━━ INPUT DATA
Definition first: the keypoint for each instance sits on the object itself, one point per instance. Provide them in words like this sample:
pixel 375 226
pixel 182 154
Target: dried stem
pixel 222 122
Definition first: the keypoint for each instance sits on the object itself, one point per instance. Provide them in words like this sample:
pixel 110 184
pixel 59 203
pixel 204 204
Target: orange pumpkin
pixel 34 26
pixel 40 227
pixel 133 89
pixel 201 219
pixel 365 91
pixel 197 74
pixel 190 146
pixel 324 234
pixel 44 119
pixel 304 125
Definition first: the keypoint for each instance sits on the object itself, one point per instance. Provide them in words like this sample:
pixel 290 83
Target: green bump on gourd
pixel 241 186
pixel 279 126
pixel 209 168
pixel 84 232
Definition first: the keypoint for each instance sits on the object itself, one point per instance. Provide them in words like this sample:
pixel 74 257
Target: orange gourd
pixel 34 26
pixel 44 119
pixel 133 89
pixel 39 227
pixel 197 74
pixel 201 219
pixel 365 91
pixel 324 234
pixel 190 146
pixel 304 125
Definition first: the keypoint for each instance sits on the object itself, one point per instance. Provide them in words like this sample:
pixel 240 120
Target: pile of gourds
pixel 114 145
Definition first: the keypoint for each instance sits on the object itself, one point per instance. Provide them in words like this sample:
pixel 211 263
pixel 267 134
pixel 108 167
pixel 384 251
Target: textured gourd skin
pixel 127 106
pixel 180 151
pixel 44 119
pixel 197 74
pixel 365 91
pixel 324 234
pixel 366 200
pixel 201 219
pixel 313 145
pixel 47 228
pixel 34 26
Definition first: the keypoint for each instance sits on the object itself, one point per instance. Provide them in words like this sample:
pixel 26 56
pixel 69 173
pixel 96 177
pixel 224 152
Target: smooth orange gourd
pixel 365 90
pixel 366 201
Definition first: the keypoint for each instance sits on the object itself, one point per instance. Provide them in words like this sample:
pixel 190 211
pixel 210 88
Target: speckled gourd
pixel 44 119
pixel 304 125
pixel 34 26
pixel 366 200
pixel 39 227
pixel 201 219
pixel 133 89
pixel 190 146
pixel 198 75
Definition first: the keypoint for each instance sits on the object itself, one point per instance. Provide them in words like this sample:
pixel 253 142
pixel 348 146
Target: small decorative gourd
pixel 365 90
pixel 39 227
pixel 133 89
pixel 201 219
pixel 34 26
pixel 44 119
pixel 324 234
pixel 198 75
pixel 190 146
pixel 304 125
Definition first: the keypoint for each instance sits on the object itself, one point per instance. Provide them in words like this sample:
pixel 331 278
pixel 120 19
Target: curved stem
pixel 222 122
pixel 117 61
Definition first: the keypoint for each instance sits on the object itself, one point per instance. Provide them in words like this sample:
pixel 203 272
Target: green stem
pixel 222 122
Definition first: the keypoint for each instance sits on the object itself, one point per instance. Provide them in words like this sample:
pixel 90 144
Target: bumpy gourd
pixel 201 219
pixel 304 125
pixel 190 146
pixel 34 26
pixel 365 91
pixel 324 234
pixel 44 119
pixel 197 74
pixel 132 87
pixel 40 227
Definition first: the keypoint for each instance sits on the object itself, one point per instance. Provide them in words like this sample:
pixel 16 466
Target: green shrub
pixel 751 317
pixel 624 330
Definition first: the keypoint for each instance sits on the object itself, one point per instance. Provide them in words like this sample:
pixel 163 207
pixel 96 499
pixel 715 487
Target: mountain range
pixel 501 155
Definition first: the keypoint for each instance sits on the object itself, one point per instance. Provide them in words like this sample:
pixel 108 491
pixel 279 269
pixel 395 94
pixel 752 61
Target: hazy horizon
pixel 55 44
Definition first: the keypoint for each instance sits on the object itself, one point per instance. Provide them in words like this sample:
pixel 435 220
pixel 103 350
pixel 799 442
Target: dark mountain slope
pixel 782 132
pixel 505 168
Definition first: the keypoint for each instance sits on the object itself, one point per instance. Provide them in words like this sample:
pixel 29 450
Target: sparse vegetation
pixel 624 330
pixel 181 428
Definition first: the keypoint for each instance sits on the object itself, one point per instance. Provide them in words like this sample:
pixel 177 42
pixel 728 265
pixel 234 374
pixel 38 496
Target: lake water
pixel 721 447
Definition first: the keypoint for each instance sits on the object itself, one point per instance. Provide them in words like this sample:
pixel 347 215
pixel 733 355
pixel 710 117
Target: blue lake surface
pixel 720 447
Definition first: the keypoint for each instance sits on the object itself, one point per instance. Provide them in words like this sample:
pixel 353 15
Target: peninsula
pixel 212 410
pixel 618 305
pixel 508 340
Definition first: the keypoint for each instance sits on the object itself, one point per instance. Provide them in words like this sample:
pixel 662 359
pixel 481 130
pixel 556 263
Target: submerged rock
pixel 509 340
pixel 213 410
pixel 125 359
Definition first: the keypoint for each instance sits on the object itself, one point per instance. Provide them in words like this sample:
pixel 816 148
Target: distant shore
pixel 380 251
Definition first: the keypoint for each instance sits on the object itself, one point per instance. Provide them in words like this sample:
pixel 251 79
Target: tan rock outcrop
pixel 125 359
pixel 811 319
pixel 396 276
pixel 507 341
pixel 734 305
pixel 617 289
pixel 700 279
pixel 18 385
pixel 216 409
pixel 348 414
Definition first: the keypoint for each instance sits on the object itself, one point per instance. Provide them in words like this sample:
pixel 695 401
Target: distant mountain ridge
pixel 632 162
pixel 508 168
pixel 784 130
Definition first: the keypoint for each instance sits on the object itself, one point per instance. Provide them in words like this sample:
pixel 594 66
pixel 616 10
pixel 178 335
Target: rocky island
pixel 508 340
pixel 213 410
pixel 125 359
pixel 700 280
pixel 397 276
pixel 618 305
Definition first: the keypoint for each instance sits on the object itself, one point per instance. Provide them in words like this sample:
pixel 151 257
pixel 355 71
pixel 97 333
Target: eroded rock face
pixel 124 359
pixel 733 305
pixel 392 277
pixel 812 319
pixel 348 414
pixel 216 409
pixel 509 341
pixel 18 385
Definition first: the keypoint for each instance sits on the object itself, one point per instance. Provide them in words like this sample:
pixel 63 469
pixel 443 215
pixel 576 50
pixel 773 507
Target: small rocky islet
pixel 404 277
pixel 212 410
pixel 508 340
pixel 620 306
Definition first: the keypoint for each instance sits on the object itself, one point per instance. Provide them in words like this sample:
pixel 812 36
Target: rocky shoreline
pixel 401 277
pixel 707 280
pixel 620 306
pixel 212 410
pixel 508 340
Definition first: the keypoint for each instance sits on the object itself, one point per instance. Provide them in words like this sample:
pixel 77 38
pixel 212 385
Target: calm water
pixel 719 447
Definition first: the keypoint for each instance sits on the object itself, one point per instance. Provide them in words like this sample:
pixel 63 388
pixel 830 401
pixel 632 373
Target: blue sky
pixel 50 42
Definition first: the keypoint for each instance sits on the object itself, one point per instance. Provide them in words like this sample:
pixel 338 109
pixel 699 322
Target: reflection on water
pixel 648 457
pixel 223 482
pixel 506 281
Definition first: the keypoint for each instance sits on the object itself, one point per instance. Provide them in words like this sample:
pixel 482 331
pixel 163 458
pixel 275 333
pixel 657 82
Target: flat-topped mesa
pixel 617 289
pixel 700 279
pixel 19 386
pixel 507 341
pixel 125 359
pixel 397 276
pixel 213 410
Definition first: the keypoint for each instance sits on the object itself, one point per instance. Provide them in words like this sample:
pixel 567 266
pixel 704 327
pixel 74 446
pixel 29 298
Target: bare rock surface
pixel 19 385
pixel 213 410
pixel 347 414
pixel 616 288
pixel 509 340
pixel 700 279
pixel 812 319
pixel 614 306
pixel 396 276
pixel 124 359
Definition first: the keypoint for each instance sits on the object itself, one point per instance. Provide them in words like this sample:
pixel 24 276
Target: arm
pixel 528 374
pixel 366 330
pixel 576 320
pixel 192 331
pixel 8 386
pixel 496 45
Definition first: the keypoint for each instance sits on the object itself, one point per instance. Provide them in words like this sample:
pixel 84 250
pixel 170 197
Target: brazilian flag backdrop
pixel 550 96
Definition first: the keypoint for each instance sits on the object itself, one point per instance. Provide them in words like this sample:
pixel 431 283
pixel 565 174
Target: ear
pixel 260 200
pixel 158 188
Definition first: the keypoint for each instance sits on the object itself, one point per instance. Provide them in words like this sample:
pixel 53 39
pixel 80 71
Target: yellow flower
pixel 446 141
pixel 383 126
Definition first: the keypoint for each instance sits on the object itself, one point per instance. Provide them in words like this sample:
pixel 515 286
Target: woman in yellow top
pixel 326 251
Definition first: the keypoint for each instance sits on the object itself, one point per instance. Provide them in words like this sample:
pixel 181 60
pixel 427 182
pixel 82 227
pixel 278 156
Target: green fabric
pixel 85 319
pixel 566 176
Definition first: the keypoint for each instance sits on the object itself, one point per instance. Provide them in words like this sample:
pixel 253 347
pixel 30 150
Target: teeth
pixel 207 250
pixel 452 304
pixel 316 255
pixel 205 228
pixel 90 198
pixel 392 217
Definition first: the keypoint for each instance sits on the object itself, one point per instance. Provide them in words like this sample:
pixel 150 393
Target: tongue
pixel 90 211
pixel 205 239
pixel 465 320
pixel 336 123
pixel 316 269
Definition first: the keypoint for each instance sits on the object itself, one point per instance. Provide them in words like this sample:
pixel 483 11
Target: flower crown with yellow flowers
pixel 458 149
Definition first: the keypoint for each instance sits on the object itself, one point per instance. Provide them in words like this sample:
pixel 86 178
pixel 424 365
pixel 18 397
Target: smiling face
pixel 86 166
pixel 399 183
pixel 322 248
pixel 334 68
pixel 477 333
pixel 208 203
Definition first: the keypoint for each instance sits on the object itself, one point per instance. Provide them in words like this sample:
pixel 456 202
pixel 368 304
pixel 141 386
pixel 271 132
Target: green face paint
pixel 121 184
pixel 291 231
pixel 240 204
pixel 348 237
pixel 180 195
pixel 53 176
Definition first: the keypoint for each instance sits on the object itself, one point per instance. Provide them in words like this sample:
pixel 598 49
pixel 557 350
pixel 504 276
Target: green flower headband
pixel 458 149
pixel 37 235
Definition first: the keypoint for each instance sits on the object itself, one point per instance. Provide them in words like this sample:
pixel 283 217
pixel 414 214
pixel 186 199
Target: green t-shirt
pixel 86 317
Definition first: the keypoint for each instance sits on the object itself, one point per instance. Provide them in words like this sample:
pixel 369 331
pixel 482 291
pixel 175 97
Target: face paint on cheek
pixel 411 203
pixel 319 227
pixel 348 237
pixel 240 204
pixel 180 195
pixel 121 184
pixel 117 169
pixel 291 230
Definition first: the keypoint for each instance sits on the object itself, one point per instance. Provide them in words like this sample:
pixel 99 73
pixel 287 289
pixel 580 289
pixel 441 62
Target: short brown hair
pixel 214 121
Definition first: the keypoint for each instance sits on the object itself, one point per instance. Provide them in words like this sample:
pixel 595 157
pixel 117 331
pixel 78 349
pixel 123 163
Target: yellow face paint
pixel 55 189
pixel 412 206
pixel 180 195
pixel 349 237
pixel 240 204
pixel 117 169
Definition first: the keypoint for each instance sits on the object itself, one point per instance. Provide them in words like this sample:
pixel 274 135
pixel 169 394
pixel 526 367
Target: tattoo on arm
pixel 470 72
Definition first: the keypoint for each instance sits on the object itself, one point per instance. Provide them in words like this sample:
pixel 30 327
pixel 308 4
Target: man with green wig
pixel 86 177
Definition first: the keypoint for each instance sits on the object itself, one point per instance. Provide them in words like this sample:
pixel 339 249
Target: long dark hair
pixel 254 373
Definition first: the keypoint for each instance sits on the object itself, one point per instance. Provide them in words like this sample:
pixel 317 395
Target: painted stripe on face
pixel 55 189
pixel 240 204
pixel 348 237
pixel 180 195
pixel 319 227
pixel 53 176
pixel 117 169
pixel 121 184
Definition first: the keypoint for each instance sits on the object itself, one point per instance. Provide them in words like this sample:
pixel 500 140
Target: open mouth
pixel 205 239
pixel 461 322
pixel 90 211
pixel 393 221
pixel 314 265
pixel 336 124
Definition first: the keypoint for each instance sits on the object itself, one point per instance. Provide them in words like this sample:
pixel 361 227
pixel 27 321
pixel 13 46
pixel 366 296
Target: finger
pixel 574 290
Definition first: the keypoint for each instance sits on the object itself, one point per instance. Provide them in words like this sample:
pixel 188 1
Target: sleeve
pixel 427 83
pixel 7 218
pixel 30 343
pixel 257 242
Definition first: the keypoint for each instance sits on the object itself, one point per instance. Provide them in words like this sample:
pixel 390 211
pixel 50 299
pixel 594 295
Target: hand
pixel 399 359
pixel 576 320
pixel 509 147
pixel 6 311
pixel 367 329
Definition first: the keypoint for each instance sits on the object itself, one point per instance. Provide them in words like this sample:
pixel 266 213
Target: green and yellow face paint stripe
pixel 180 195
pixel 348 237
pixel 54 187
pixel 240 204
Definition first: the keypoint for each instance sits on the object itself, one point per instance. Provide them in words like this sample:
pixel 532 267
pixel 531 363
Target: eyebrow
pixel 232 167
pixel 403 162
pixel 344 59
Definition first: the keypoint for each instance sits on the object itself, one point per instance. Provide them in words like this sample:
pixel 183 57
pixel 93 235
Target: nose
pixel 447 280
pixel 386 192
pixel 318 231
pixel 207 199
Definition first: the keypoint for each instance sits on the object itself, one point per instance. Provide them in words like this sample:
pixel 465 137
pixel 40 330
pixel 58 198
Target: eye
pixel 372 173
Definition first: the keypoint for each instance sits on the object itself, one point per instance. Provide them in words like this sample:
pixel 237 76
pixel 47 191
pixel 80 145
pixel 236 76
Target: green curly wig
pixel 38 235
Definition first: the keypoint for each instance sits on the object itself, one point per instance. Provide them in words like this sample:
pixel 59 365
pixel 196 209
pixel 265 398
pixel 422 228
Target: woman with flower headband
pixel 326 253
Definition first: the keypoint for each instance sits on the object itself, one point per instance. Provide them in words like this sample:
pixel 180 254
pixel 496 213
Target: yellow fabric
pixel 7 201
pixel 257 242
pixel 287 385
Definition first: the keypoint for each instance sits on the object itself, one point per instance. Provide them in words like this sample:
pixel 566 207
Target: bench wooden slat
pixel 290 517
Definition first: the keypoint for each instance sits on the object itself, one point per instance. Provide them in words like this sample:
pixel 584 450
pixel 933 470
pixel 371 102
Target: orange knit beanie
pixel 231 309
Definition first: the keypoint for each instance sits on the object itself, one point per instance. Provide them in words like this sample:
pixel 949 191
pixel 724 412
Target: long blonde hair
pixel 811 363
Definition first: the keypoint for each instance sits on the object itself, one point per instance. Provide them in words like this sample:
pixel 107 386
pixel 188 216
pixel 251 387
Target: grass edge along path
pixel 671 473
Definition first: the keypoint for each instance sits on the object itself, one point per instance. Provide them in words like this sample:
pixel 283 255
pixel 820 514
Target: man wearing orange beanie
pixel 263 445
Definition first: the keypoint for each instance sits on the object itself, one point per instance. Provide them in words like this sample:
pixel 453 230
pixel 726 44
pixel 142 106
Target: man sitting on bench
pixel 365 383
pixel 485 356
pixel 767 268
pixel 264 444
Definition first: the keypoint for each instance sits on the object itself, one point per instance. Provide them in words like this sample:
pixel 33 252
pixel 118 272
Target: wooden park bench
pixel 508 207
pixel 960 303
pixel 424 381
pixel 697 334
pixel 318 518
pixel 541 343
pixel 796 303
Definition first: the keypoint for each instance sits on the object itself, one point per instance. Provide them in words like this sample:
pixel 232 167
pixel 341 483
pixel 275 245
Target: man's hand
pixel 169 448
━━━━
From the records above, copy out the line with "pixel 63 388", the line with "pixel 278 156", and every line between them, word for word.

- _THE COMPLETED TASK_
pixel 63 388
pixel 830 401
pixel 632 373
Target: blue sky
pixel 50 42
Definition first: the keypoint for each instance sits on the object itself, one point per instance. Provide them in words like this sample:
pixel 338 109
pixel 699 322
Target: reflection on water
pixel 648 457
pixel 223 482
pixel 506 281
Definition first: the keypoint for each instance sits on the object itself, one point per instance. Provide them in words like this sample:
pixel 482 331
pixel 163 458
pixel 275 333
pixel 657 82
Target: flat-topped mesa
pixel 617 289
pixel 700 279
pixel 19 386
pixel 507 341
pixel 125 359
pixel 397 276
pixel 213 410
Definition first: the keypoint for each instance sits on the object itself, one point per instance. Provide them in words like this sample:
pixel 567 266
pixel 704 327
pixel 74 446
pixel 29 298
Target: bare rock surface
pixel 19 385
pixel 213 410
pixel 347 414
pixel 616 288
pixel 509 340
pixel 700 279
pixel 812 319
pixel 614 306
pixel 396 276
pixel 124 359
Definition first: the keypoint for each instance sits on the object itself, one point per instance. Provide them in words like this sample:
pixel 24 276
Target: arm
pixel 528 374
pixel 366 330
pixel 576 320
pixel 192 331
pixel 8 386
pixel 496 45
Definition first: the keypoint for each instance sits on the object itself, one point per instance. Provide them in words like this sample:
pixel 84 250
pixel 170 197
Target: brazilian flag backdrop
pixel 550 96
Definition first: the keypoint for each instance sits on the object itself, one point per instance. Provide them in words like this sample:
pixel 431 283
pixel 565 174
Target: ear
pixel 260 200
pixel 158 188
Definition first: the keypoint for each instance sits on the object itself, one point per instance. Provide them in words like this sample:
pixel 53 39
pixel 80 71
Target: yellow flower
pixel 446 141
pixel 383 126
Definition first: the keypoint for each instance sits on the object itself, one point per instance. Provide them in words like this sample:
pixel 515 286
Target: woman in yellow top
pixel 326 251
Definition first: the keypoint for each instance sits on the object itself, one point per instance. Provide them in words like this sample:
pixel 181 60
pixel 427 182
pixel 82 227
pixel 278 156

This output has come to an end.